■ ASSIGNMENT ■
Retype the records below from their first line through the line holding "Query: <item>white balcony panel</item>", including both ends and no pictures.

■ RECORDED DATA ■
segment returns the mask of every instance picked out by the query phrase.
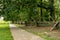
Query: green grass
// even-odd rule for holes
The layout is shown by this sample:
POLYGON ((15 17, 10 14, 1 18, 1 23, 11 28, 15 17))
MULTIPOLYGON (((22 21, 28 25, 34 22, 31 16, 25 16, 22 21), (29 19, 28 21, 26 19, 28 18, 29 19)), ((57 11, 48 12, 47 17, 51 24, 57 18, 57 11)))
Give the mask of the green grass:
POLYGON ((5 21, 0 21, 0 40, 13 40, 9 24, 5 21))

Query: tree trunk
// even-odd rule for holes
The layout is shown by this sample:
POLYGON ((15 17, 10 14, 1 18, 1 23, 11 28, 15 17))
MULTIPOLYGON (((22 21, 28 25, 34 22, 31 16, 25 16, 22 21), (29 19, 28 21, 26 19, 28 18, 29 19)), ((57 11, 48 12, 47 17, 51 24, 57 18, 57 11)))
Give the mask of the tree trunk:
POLYGON ((55 20, 55 13, 54 13, 54 0, 49 0, 50 1, 50 6, 51 6, 51 9, 50 9, 50 21, 54 21, 55 20))
POLYGON ((52 30, 54 30, 54 29, 59 29, 59 22, 56 22, 55 24, 54 24, 54 26, 51 28, 51 30, 50 31, 52 31, 52 30))
POLYGON ((40 0, 41 1, 41 3, 40 3, 40 5, 41 5, 41 8, 40 8, 40 16, 41 16, 41 21, 43 21, 43 16, 42 16, 42 0, 40 0))

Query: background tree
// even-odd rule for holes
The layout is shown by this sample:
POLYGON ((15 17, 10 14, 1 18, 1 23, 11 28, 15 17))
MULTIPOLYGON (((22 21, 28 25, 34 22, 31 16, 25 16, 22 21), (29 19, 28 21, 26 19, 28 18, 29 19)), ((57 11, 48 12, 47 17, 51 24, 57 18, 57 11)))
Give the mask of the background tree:
MULTIPOLYGON (((59 8, 57 0, 3 0, 2 15, 5 20, 38 25, 41 21, 53 21, 59 8), (57 7, 57 8, 56 8, 57 7)), ((57 14, 57 15, 56 15, 57 14)))

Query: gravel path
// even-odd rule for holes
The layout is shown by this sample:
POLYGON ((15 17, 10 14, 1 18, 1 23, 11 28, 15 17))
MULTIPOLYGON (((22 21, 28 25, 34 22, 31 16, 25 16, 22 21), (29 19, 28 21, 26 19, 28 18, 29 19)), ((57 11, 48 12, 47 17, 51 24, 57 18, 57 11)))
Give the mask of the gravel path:
POLYGON ((10 24, 9 26, 14 40, 44 40, 39 36, 16 27, 14 24, 10 24))

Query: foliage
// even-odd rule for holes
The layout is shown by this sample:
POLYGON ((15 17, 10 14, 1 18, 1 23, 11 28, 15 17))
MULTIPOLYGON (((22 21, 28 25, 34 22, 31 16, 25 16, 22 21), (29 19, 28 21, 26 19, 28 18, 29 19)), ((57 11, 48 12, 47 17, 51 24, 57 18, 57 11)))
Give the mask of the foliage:
POLYGON ((51 21, 59 17, 57 0, 3 0, 2 14, 9 21, 51 21), (41 12, 42 10, 42 12, 41 12))

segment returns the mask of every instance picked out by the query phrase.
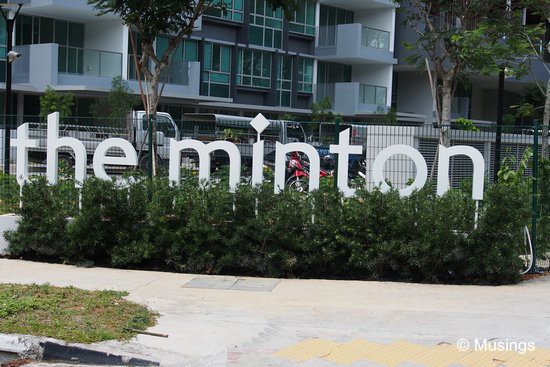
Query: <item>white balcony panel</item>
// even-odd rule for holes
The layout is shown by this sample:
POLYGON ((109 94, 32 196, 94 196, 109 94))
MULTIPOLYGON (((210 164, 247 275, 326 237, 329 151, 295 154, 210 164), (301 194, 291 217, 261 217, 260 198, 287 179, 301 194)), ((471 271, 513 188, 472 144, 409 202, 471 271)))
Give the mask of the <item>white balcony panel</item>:
MULTIPOLYGON (((75 22, 97 20, 93 6, 87 0, 31 0, 30 6, 21 10, 22 14, 36 15, 75 22)), ((114 14, 105 14, 102 20, 118 19, 114 14)))
POLYGON ((397 8, 399 6, 392 0, 320 0, 319 2, 323 5, 349 10, 397 8))
POLYGON ((319 27, 315 55, 344 64, 396 64, 391 34, 361 24, 319 27))

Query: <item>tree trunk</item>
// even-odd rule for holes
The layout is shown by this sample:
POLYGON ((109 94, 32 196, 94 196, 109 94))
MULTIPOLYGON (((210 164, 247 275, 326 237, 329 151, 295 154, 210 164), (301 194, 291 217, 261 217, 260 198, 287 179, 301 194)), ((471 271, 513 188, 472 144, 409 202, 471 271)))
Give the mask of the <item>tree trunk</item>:
POLYGON ((149 154, 151 154, 151 161, 153 164, 153 176, 157 175, 157 103, 159 93, 159 77, 160 72, 156 72, 151 79, 151 88, 149 89, 149 123, 152 124, 152 141, 153 144, 149 147, 149 154), (151 119, 152 117, 152 119, 151 119))
POLYGON ((441 130, 439 143, 445 147, 450 145, 448 132, 451 129, 451 105, 453 102, 453 87, 450 77, 445 77, 441 86, 441 130))
POLYGON ((542 156, 548 157, 548 125, 550 124, 550 79, 546 84, 546 99, 542 118, 542 156))

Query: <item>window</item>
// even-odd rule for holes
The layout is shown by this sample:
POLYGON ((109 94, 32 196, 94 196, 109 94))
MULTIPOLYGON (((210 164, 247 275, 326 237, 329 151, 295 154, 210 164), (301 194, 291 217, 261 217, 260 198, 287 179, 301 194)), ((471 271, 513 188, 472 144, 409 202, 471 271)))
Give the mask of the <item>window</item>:
POLYGON ((298 92, 313 93, 313 59, 298 60, 298 92))
POLYGON ((315 2, 306 0, 294 13, 294 20, 289 23, 289 31, 315 36, 315 2))
POLYGON ((351 82, 351 66, 331 62, 319 62, 317 83, 349 83, 351 82))
MULTIPOLYGON (((167 36, 160 36, 157 39, 156 50, 157 55, 162 55, 164 51, 168 48, 168 41, 170 40, 167 36)), ((178 45, 178 47, 173 51, 172 62, 180 61, 198 61, 199 52, 197 47, 197 42, 193 40, 184 39, 178 45)))
POLYGON ((237 84, 251 87, 271 87, 271 54, 239 49, 237 84))
MULTIPOLYGON (((143 130, 147 131, 147 128, 148 128, 147 116, 143 116, 141 122, 142 122, 143 130)), ((164 133, 165 138, 176 137, 176 129, 174 128, 174 125, 172 125, 172 121, 170 121, 168 117, 157 115, 156 126, 157 126, 157 131, 164 133)))
POLYGON ((281 48, 283 43, 283 11, 273 10, 265 0, 250 0, 249 43, 281 48))
POLYGON ((290 107, 292 99, 292 56, 278 55, 278 57, 277 104, 283 107, 290 107))
POLYGON ((20 15, 15 22, 15 44, 57 43, 60 73, 82 74, 84 24, 20 15))
POLYGON ((325 97, 334 102, 334 83, 351 82, 351 66, 330 62, 319 62, 317 72, 317 100, 325 97))
POLYGON ((361 84, 360 103, 385 106, 387 91, 386 87, 361 84))
POLYGON ((17 17, 16 45, 52 42, 59 46, 84 47, 84 24, 28 15, 17 17))
MULTIPOLYGON (((168 49, 170 37, 160 36, 156 41, 157 56, 161 57, 168 49)), ((198 61, 198 44, 184 39, 171 53, 170 66, 161 73, 161 80, 166 83, 189 85, 189 61, 198 61)))
POLYGON ((136 56, 138 60, 141 58, 141 36, 137 32, 128 32, 128 79, 137 80, 136 63, 134 62, 134 50, 132 48, 132 41, 130 37, 133 37, 134 44, 136 46, 136 56))
POLYGON ((203 64, 201 94, 229 98, 231 47, 206 42, 203 64))
POLYGON ((336 44, 336 27, 353 23, 353 12, 332 6, 321 5, 319 19, 319 46, 336 44))
POLYGON ((243 0, 223 0, 225 3, 225 14, 221 9, 210 8, 206 11, 212 17, 232 20, 242 23, 243 21, 243 0))

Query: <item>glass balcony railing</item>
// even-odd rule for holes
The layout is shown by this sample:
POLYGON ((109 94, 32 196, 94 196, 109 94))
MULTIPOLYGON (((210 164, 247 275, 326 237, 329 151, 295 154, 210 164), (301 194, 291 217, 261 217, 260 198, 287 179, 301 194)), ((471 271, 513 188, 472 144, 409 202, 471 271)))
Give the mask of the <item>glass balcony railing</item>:
POLYGON ((114 78, 122 75, 122 54, 59 46, 57 71, 61 74, 114 78))
POLYGON ((359 86, 359 103, 385 106, 388 88, 377 85, 361 84, 359 86))
MULTIPOLYGON (((128 55, 128 80, 137 80, 137 71, 133 55, 128 55)), ((187 61, 172 60, 170 66, 162 71, 160 82, 189 85, 189 63, 187 61)))
POLYGON ((390 32, 363 27, 362 43, 365 47, 374 47, 389 51, 390 49, 390 32))

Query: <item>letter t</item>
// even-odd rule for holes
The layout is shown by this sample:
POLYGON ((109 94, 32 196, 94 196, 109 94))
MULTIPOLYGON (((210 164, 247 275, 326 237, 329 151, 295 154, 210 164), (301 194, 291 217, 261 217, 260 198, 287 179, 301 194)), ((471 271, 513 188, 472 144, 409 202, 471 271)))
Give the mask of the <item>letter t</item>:
POLYGON ((355 189, 348 186, 348 164, 350 154, 363 154, 361 145, 349 145, 349 129, 340 132, 340 144, 330 145, 330 152, 338 154, 338 177, 336 183, 345 197, 355 195, 355 189))
POLYGON ((17 147, 17 183, 22 186, 29 179, 29 148, 38 148, 37 139, 29 139, 29 124, 17 128, 17 138, 11 139, 11 145, 17 147))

■ TASK RESPONSE ■
segment returns the mask of every instance picked out by the query phrase.
Query: green grass
// even-odd rule for holes
The layout is shown by this sample:
POLYGON ((15 17, 10 14, 1 18, 1 23, 11 28, 15 17))
MULTIPOLYGON (((22 21, 28 25, 34 22, 31 16, 25 16, 22 21), (29 19, 28 21, 26 19, 28 18, 29 19)), ((57 11, 48 12, 47 17, 51 24, 57 18, 57 11)))
Give the mask of the green grass:
POLYGON ((5 21, 0 21, 0 40, 13 40, 9 24, 5 21))

Query: tree trunk
// even-odd rule for holes
The layout is shown by this sample:
POLYGON ((15 17, 10 14, 1 18, 1 23, 11 28, 15 17))
MULTIPOLYGON (((22 21, 28 25, 34 22, 31 16, 25 16, 22 21), (29 19, 28 21, 26 19, 28 18, 29 19)), ((57 11, 48 12, 47 17, 51 24, 57 18, 57 11)))
Give the mask of the tree trunk:
POLYGON ((55 20, 55 13, 54 13, 54 0, 49 0, 50 1, 50 6, 51 6, 51 9, 50 9, 50 21, 54 21, 55 20))
POLYGON ((52 30, 54 30, 54 29, 59 29, 59 22, 56 22, 55 24, 54 24, 54 26, 51 28, 51 30, 50 31, 52 31, 52 30))
POLYGON ((40 0, 41 1, 41 3, 40 3, 40 5, 41 5, 41 8, 40 8, 40 16, 41 16, 41 21, 43 21, 43 16, 42 16, 42 0, 40 0))

Query: background tree
// even-odd rule for holes
The layout is shown by this sample:
POLYGON ((15 17, 10 14, 1 18, 1 23, 11 28, 15 17))
MULTIPOLYGON (((22 21, 28 25, 34 22, 31 16, 25 16, 22 21), (29 19, 28 21, 26 19, 28 18, 29 19)), ((57 11, 48 12, 47 17, 51 24, 57 18, 57 11)))
Give the mask of the background tree:
MULTIPOLYGON (((59 8, 57 0, 3 0, 2 15, 5 20, 38 25, 41 21, 53 21, 59 8), (57 7, 57 8, 56 8, 57 7)), ((57 14, 57 15, 56 15, 57 14)))

Query: gravel path
// even-odd rule for holes
The layout is shown by this sample:
POLYGON ((15 17, 10 14, 1 18, 1 23, 11 28, 15 17))
MULTIPOLYGON (((22 21, 28 25, 34 22, 31 16, 25 16, 22 21), (29 19, 28 21, 26 19, 28 18, 29 19)), ((57 11, 48 12, 47 17, 51 24, 57 18, 57 11)))
Give the mask of the gravel path:
POLYGON ((10 24, 9 26, 14 40, 44 40, 39 36, 16 27, 14 24, 10 24))

Query: foliage
// even-odd rule for holes
The layout is shown by this sample:
POLYGON ((15 17, 10 14, 1 18, 1 23, 11 28, 15 17))
MULTIPOLYGON (((22 21, 28 25, 34 22, 31 16, 25 16, 22 21), (29 19, 28 21, 26 19, 28 18, 29 19)), ((57 11, 48 12, 47 17, 51 24, 57 18, 57 11)))
Give the mask of the foliage:
POLYGON ((51 21, 59 17, 57 0, 3 0, 2 14, 9 21, 51 21), (41 12, 42 10, 42 12, 41 12))

segment returns the mask of every instance picked out by the query phrase.
Query: <item>white balcony panel</item>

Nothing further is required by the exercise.